▸ **To do**
A - Please extract from the post on faith and politics the part that opens with the words containing "I don't agree." and closes with "the Leftist positions.", copying it word for word.
B - Which two Evangelicals with political leanings on the Left does the post on faith and politics name?

So What's This All About?

In case you didn't know, I'm in the multi-year-long process of posting a Christian devotional at the TAWG Blog. The TAWG Blog is, and always will be, mostly apolitical. For the most part, Bible-believing Christians will find little to disagree with there. But I also firmly believe that God's word can--and should--inform everything in life, and this should include politics and popular culture. How should we vote? How should we respond to hot topics such as abortion, capital punishment, taxes, and other issues? Which party, if either, is closer to the Biblical ideal? Tony Campolo and Ron Sider, Evangelicals whose political leanings are on the Left, have made the case in several of their writings that God wants his followers to vote politically on the Left more than on the Right. At times, some of them have gone so far as to equate voting on the Left with obedience to Christ, either subtly or not-so-subtly contending that the converse is true as well: If you vote Republican, you're sinning against the Savior.
I don't agree. I think that to the degree they actually resort to the Bible, they're misinterpreting it. With a whole bunch of caveats, I think politically conservative positions are a lot more compatible with the Scriptures than the Leftist positions.

▸ **Data listing**
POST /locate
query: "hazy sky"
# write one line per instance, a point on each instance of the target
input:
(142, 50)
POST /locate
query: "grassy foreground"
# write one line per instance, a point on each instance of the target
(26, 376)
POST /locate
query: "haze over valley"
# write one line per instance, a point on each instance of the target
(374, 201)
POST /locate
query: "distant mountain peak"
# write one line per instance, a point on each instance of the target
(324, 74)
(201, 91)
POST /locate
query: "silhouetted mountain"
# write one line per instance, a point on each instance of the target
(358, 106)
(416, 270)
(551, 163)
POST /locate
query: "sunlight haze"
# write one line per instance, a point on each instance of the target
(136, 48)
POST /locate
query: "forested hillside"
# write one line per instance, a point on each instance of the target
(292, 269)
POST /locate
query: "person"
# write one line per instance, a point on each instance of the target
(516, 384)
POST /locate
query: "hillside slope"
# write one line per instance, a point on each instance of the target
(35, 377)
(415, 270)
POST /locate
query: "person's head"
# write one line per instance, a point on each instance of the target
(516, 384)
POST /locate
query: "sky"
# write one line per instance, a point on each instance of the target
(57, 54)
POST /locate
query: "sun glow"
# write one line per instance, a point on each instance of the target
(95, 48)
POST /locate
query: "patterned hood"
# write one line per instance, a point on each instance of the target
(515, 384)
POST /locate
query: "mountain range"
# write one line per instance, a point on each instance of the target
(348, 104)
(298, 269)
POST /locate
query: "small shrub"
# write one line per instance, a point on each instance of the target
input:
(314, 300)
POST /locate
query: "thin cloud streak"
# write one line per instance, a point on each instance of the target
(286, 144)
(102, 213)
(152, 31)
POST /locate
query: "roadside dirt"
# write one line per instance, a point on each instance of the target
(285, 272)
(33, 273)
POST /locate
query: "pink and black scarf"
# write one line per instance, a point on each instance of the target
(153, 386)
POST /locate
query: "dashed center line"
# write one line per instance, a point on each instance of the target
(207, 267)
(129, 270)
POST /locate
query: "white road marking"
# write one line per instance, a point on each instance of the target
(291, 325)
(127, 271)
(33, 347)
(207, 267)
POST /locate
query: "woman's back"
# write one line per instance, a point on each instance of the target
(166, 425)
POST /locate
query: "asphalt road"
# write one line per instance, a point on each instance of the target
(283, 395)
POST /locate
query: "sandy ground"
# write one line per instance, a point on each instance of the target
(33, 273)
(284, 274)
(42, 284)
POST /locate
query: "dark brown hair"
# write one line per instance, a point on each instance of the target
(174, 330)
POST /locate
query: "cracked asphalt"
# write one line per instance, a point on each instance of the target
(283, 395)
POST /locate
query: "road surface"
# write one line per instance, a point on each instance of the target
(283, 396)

▸ **Responses to the tasks**
A -
I don't agree. I think that to the degree they actually resort to the Bible, they're misinterpreting it. With a whole bunch of caveats, I think politically conservative positions are a lot more compatible with the Scriptures than the Leftist positions.

B - Tony Campolo and Ron Sider.